## DO THIS
Return, character for character, the lines of the listing between the line holding "Outline every instance of the <item>girl's raised" and the line holding "368), (903, 353)]", inclusive.

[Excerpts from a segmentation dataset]
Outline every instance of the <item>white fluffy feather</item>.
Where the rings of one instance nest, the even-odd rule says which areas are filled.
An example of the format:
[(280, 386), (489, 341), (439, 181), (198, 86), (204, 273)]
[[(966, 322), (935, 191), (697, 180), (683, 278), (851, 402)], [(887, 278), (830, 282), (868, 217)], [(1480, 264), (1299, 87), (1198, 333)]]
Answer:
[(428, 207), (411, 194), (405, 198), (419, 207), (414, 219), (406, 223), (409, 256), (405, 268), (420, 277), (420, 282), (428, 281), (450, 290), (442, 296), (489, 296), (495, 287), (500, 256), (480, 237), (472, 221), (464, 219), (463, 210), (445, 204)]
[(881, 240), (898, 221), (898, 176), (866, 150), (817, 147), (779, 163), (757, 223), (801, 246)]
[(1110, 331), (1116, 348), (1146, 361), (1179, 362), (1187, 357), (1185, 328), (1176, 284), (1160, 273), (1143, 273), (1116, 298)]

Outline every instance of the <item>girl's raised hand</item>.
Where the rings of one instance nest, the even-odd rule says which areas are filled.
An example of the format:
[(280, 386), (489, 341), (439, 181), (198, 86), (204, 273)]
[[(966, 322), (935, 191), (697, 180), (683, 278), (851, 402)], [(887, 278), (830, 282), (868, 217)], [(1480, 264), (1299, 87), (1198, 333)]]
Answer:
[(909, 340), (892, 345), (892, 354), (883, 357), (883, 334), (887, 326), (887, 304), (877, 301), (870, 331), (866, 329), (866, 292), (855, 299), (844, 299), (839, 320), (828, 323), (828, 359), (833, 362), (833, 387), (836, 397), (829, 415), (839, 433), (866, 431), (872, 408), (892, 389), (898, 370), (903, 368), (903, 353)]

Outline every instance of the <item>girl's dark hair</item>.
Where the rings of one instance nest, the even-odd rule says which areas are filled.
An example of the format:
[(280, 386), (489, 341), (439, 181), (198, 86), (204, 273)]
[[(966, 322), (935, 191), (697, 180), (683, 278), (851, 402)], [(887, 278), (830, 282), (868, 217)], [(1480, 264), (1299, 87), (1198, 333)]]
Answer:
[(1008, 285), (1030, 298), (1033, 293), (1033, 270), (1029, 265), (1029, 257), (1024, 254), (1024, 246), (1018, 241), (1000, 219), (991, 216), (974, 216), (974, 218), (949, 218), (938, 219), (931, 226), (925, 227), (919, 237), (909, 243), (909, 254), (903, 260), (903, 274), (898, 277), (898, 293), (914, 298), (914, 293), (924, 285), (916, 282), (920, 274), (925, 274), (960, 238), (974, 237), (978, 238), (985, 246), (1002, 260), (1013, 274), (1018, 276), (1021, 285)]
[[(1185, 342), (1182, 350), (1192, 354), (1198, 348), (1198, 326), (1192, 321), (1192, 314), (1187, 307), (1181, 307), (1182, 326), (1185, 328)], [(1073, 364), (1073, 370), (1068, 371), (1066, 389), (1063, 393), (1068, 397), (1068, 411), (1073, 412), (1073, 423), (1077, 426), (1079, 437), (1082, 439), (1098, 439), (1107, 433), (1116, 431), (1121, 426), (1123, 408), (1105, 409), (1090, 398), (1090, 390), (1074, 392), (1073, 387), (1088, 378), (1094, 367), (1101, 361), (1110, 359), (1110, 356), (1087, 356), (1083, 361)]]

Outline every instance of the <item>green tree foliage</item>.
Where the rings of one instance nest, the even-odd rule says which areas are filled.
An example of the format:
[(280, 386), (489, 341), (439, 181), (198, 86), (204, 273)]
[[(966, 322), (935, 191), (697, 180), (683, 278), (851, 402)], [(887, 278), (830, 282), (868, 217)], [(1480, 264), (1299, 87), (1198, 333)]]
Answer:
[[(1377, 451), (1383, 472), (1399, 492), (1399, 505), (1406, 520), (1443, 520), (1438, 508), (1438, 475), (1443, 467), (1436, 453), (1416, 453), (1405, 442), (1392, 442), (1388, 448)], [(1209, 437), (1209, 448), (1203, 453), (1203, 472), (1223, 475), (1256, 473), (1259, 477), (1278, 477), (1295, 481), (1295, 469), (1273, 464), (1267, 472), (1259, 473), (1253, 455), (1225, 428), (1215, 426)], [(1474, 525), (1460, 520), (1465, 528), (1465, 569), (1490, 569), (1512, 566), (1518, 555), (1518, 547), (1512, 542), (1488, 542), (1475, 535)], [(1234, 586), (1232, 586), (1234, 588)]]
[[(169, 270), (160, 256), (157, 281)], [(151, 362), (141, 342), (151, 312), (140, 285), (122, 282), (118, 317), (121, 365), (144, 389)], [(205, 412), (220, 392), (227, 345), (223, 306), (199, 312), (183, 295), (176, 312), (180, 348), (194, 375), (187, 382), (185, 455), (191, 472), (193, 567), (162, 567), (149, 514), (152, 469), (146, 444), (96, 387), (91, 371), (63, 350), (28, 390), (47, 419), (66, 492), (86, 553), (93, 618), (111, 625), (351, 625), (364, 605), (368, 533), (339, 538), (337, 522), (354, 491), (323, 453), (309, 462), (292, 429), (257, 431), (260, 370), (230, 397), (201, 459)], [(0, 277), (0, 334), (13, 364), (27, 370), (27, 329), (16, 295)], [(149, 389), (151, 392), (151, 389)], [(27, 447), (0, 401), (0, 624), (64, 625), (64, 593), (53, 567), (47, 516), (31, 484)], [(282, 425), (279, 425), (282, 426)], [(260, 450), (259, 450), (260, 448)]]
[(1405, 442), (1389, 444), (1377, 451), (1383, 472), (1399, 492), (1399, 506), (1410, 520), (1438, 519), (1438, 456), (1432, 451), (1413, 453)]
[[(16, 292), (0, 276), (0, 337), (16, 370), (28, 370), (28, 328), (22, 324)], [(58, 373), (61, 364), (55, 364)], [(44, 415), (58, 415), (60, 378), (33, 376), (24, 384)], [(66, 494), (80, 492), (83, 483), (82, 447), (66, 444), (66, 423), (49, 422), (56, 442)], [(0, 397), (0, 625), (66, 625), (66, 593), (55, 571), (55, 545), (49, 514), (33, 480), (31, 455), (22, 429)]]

## ANSWER TO THE EXERCISE
Outline every instance of the <item>girl's raised hand</item>.
Where the rings of one instance nest, the even-odd rule says which areas are filled.
An example of the format:
[(280, 386), (489, 341), (439, 181), (198, 86), (204, 273)]
[[(966, 322), (935, 191), (697, 180), (683, 278), (851, 402)], [(887, 278), (830, 282), (868, 217)], [(1480, 264), (1299, 87), (1198, 333)]]
Answer:
[(909, 340), (892, 345), (892, 354), (883, 357), (883, 334), (887, 326), (887, 304), (877, 301), (870, 331), (866, 329), (866, 292), (855, 299), (844, 299), (839, 320), (828, 323), (828, 359), (833, 362), (833, 387), (836, 397), (829, 415), (839, 433), (866, 431), (872, 408), (892, 389), (898, 370), (903, 368), (903, 353)]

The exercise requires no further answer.